What you submit must be an exact copy of the listing below, with no images in it.

Start of Block

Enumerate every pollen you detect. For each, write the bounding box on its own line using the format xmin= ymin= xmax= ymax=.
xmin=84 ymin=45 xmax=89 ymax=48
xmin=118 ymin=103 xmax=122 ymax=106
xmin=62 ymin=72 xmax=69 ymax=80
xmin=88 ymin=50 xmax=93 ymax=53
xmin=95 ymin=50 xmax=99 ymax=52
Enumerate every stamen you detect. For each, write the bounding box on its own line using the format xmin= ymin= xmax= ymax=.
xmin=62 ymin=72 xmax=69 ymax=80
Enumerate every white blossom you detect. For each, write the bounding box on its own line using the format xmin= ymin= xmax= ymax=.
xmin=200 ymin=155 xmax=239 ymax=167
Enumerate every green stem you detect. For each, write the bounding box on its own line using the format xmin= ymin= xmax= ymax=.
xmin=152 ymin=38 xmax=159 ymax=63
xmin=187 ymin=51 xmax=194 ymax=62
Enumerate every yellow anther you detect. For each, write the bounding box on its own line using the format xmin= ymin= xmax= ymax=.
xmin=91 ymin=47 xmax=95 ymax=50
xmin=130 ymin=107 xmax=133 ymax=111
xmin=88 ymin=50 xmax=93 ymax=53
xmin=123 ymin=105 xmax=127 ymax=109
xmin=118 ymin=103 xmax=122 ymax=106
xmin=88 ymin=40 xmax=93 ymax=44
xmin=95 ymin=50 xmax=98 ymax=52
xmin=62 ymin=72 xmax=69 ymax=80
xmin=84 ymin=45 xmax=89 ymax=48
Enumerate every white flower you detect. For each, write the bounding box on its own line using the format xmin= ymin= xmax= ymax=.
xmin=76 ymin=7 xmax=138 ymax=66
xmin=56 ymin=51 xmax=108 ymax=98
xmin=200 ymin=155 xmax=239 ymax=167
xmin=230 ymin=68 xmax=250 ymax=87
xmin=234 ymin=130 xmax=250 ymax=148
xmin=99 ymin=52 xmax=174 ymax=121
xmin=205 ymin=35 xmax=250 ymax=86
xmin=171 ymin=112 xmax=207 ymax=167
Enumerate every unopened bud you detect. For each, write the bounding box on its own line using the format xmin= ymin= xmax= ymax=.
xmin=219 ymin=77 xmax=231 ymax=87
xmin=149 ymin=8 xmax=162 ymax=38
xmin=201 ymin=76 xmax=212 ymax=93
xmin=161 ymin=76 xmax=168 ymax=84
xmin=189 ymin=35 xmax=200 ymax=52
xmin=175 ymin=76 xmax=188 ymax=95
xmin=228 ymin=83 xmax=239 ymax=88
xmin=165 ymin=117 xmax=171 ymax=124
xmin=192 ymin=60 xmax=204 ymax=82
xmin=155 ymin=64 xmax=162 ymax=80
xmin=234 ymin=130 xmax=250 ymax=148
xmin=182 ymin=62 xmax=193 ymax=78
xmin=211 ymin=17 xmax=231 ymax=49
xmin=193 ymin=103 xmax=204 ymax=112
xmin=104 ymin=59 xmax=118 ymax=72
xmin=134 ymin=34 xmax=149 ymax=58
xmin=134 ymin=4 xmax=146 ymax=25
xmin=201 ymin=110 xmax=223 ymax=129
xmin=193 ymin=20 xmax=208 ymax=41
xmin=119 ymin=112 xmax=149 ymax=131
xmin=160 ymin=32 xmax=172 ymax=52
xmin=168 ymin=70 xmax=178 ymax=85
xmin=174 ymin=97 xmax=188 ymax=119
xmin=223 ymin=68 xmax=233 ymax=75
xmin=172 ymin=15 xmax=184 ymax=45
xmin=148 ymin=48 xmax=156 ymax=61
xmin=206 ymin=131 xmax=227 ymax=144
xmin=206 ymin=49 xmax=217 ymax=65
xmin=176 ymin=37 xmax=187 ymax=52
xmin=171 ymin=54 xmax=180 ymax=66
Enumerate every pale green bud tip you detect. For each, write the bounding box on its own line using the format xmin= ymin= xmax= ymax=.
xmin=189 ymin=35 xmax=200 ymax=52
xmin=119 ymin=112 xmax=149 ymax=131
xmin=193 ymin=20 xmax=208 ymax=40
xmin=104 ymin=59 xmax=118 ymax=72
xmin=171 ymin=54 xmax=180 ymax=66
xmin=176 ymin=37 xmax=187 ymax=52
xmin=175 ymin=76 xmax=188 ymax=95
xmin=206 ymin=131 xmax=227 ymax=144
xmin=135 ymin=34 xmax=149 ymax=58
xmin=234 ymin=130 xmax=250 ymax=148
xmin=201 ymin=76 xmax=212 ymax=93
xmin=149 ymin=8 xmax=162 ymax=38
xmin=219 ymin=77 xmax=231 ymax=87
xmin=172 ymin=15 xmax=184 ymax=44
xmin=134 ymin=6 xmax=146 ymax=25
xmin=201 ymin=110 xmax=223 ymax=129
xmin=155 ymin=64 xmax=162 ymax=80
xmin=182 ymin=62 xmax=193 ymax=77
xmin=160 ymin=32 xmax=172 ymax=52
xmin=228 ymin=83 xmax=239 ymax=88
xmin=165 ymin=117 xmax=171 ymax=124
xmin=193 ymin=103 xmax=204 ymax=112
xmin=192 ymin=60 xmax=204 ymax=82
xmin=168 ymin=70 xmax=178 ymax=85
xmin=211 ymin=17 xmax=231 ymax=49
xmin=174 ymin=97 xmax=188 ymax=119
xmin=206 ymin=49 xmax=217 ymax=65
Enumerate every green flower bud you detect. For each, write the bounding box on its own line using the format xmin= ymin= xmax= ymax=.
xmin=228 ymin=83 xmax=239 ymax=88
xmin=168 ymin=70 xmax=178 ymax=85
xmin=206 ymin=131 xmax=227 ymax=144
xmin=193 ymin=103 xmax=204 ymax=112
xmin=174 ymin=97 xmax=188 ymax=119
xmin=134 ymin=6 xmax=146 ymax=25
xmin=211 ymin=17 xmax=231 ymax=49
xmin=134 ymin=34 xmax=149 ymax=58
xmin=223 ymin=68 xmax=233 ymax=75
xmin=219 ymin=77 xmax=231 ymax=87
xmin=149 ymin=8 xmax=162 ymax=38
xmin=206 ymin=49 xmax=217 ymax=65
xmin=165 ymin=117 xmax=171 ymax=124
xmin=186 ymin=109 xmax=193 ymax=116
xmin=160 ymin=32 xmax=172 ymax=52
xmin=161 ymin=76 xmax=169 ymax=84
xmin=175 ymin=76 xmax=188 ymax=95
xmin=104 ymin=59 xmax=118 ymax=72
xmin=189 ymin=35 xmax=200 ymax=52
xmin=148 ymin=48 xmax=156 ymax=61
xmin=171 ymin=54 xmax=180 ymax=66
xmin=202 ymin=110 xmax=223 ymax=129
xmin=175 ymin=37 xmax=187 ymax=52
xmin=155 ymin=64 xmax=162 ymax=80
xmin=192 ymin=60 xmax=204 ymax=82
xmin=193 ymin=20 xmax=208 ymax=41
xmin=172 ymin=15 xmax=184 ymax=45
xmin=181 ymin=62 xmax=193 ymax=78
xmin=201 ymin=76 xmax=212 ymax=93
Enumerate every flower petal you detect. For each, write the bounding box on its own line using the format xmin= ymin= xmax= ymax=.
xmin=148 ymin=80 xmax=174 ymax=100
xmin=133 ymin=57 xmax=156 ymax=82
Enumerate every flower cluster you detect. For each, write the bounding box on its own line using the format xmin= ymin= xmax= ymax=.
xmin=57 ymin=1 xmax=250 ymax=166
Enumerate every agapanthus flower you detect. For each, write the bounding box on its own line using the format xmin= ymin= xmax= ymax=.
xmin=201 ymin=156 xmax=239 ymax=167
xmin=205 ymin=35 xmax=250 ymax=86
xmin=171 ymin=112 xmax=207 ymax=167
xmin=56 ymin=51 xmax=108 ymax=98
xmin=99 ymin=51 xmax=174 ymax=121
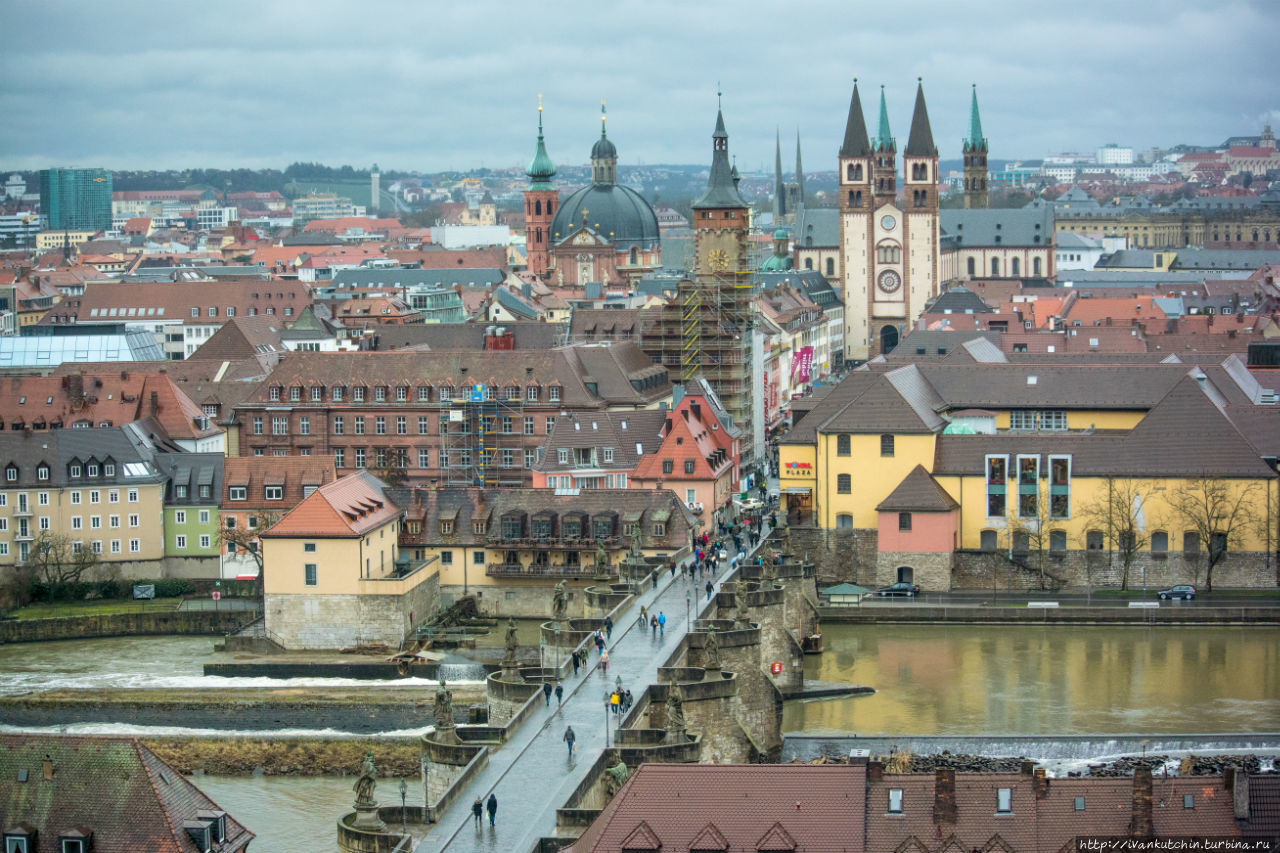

End of Block

ANSWER AREA:
Enumerate every pollen you detect. For each, write the bounding box on its own line using the format xmin= ymin= xmax= ymax=.
xmin=84 ymin=45 xmax=89 ymax=48
xmin=118 ymin=103 xmax=122 ymax=106
xmin=62 ymin=72 xmax=69 ymax=80
xmin=88 ymin=50 xmax=93 ymax=53
xmin=95 ymin=50 xmax=99 ymax=52
Enumerate every stamen you detect. For each, write the bounding box on its own line using the format xmin= ymin= xmax= ymax=.
xmin=62 ymin=72 xmax=69 ymax=80
Enumerate every white blossom you detect. For each, write the bounding box on its own line using the format xmin= ymin= xmax= ymax=.
xmin=200 ymin=155 xmax=239 ymax=167
Enumerate every green stem you detect. For each, write the bounding box on its own line using the format xmin= ymin= xmax= ymax=.
xmin=152 ymin=38 xmax=159 ymax=63
xmin=187 ymin=51 xmax=194 ymax=62
Enumerate every yellow anther you detect. For each, write the bounding box on its own line using the format xmin= ymin= xmax= ymax=.
xmin=91 ymin=47 xmax=95 ymax=50
xmin=130 ymin=107 xmax=133 ymax=111
xmin=88 ymin=50 xmax=93 ymax=53
xmin=123 ymin=105 xmax=127 ymax=109
xmin=118 ymin=103 xmax=122 ymax=106
xmin=88 ymin=40 xmax=93 ymax=44
xmin=95 ymin=50 xmax=98 ymax=52
xmin=62 ymin=72 xmax=69 ymax=80
xmin=84 ymin=45 xmax=89 ymax=48
Enumerate every white flower you detect. For each, write the bounding box on its own line using the format xmin= ymin= xmax= ymax=.
xmin=76 ymin=7 xmax=138 ymax=66
xmin=56 ymin=51 xmax=108 ymax=98
xmin=200 ymin=155 xmax=239 ymax=167
xmin=230 ymin=68 xmax=250 ymax=87
xmin=234 ymin=130 xmax=250 ymax=148
xmin=99 ymin=52 xmax=174 ymax=121
xmin=205 ymin=35 xmax=250 ymax=86
xmin=171 ymin=112 xmax=207 ymax=167
Enumerate every unopened bud you detect. For each, write the bounding box on its own line using the format xmin= ymin= xmax= ymax=.
xmin=219 ymin=77 xmax=231 ymax=87
xmin=149 ymin=8 xmax=162 ymax=38
xmin=201 ymin=76 xmax=212 ymax=93
xmin=161 ymin=76 xmax=168 ymax=84
xmin=189 ymin=35 xmax=200 ymax=52
xmin=175 ymin=76 xmax=188 ymax=95
xmin=228 ymin=83 xmax=239 ymax=88
xmin=165 ymin=117 xmax=171 ymax=124
xmin=192 ymin=60 xmax=204 ymax=82
xmin=155 ymin=64 xmax=162 ymax=80
xmin=234 ymin=130 xmax=250 ymax=148
xmin=182 ymin=62 xmax=193 ymax=78
xmin=211 ymin=17 xmax=231 ymax=49
xmin=193 ymin=103 xmax=204 ymax=112
xmin=104 ymin=59 xmax=118 ymax=72
xmin=134 ymin=34 xmax=149 ymax=58
xmin=134 ymin=4 xmax=146 ymax=25
xmin=201 ymin=110 xmax=223 ymax=129
xmin=193 ymin=20 xmax=208 ymax=41
xmin=119 ymin=112 xmax=149 ymax=131
xmin=160 ymin=32 xmax=172 ymax=52
xmin=168 ymin=70 xmax=178 ymax=85
xmin=174 ymin=97 xmax=188 ymax=119
xmin=223 ymin=68 xmax=233 ymax=75
xmin=172 ymin=15 xmax=184 ymax=45
xmin=148 ymin=48 xmax=156 ymax=61
xmin=206 ymin=131 xmax=227 ymax=144
xmin=206 ymin=49 xmax=217 ymax=65
xmin=176 ymin=37 xmax=187 ymax=52
xmin=171 ymin=54 xmax=180 ymax=66
Enumerate every pale green bud tip you detect. For each, write the bounding box on its own line using the format xmin= ymin= xmax= ymax=.
xmin=189 ymin=35 xmax=200 ymax=52
xmin=119 ymin=112 xmax=149 ymax=131
xmin=193 ymin=20 xmax=208 ymax=40
xmin=104 ymin=59 xmax=118 ymax=72
xmin=171 ymin=54 xmax=180 ymax=66
xmin=176 ymin=37 xmax=187 ymax=52
xmin=175 ymin=76 xmax=188 ymax=95
xmin=206 ymin=131 xmax=227 ymax=144
xmin=135 ymin=34 xmax=149 ymax=58
xmin=234 ymin=130 xmax=250 ymax=148
xmin=201 ymin=76 xmax=212 ymax=93
xmin=149 ymin=8 xmax=162 ymax=38
xmin=219 ymin=77 xmax=231 ymax=87
xmin=172 ymin=15 xmax=184 ymax=44
xmin=134 ymin=6 xmax=146 ymax=25
xmin=201 ymin=110 xmax=223 ymax=129
xmin=155 ymin=64 xmax=162 ymax=80
xmin=182 ymin=62 xmax=193 ymax=77
xmin=160 ymin=32 xmax=172 ymax=52
xmin=228 ymin=83 xmax=239 ymax=88
xmin=165 ymin=117 xmax=171 ymax=124
xmin=193 ymin=103 xmax=204 ymax=112
xmin=192 ymin=60 xmax=204 ymax=82
xmin=168 ymin=70 xmax=178 ymax=85
xmin=211 ymin=17 xmax=231 ymax=49
xmin=174 ymin=97 xmax=188 ymax=119
xmin=206 ymin=49 xmax=217 ymax=65
Enumerate every green flower bud you detect. For each, write the bounding box on its own line using the format xmin= ymin= xmax= ymax=.
xmin=228 ymin=83 xmax=239 ymax=88
xmin=168 ymin=70 xmax=178 ymax=85
xmin=206 ymin=131 xmax=227 ymax=144
xmin=193 ymin=103 xmax=204 ymax=112
xmin=174 ymin=97 xmax=188 ymax=119
xmin=134 ymin=6 xmax=146 ymax=25
xmin=211 ymin=17 xmax=231 ymax=49
xmin=134 ymin=34 xmax=149 ymax=58
xmin=223 ymin=68 xmax=233 ymax=75
xmin=219 ymin=77 xmax=231 ymax=87
xmin=149 ymin=8 xmax=162 ymax=38
xmin=206 ymin=49 xmax=217 ymax=65
xmin=165 ymin=117 xmax=171 ymax=124
xmin=186 ymin=109 xmax=193 ymax=116
xmin=160 ymin=32 xmax=172 ymax=52
xmin=161 ymin=76 xmax=169 ymax=84
xmin=175 ymin=76 xmax=188 ymax=95
xmin=104 ymin=59 xmax=118 ymax=72
xmin=189 ymin=35 xmax=200 ymax=52
xmin=148 ymin=48 xmax=156 ymax=61
xmin=171 ymin=54 xmax=180 ymax=66
xmin=202 ymin=110 xmax=223 ymax=129
xmin=175 ymin=37 xmax=187 ymax=52
xmin=155 ymin=64 xmax=162 ymax=80
xmin=192 ymin=60 xmax=204 ymax=82
xmin=193 ymin=20 xmax=208 ymax=41
xmin=172 ymin=15 xmax=184 ymax=45
xmin=181 ymin=62 xmax=193 ymax=78
xmin=201 ymin=76 xmax=212 ymax=93
Enumerate every flower petal you detect. For each, write the bounding box on its own line using the format xmin= ymin= xmax= ymax=.
xmin=148 ymin=80 xmax=174 ymax=100
xmin=133 ymin=57 xmax=156 ymax=82
Enumerate every flower cluster you detect. For each, write the bounding box on its own line using the format xmin= ymin= xmax= ymax=.
xmin=57 ymin=1 xmax=250 ymax=166
Enumerate every agapanthus flower you detect. For each, write the bounding box on its own line using the format xmin= ymin= xmax= ymax=.
xmin=201 ymin=156 xmax=239 ymax=167
xmin=205 ymin=35 xmax=250 ymax=86
xmin=171 ymin=112 xmax=207 ymax=167
xmin=56 ymin=51 xmax=108 ymax=98
xmin=99 ymin=51 xmax=174 ymax=121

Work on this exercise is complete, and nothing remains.